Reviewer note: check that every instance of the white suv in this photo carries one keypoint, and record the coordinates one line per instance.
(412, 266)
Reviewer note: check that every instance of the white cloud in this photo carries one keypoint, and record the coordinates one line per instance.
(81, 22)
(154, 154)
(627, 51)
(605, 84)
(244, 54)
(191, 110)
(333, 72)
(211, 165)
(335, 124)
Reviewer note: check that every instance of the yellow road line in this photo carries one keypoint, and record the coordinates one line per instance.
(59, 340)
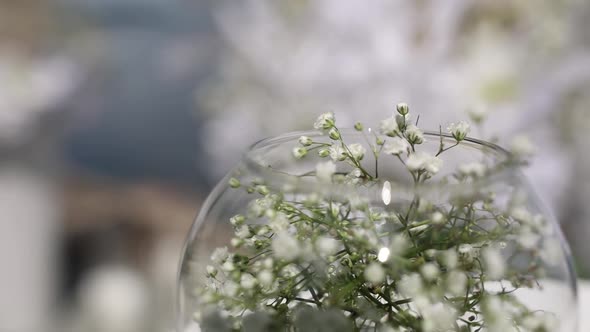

^^^^^^^^^^^^^^^^

EXERCISE TASK >> Render every line above as a numbered list, omitting any blank lines and leaving the picture out.

EXERCISE RESPONSE >>
1. Reviewer note: check that every instance of the white suv in this photo carries one keypoint, and record the coordinates one line per instance.
2. (412, 266)
3. Reviewer note: check that every instance of the white cloud in this photo carries one keypoint, and record the coordinates one line per instance.
4. (81, 22)
5. (154, 154)
6. (627, 51)
7. (605, 84)
8. (244, 54)
9. (191, 110)
10. (333, 72)
11. (211, 165)
12. (335, 124)
13. Reviewer note: check that every instance of the yellow road line in this photo carries one keypoint, and record the coordinates one line per instance.
14. (59, 340)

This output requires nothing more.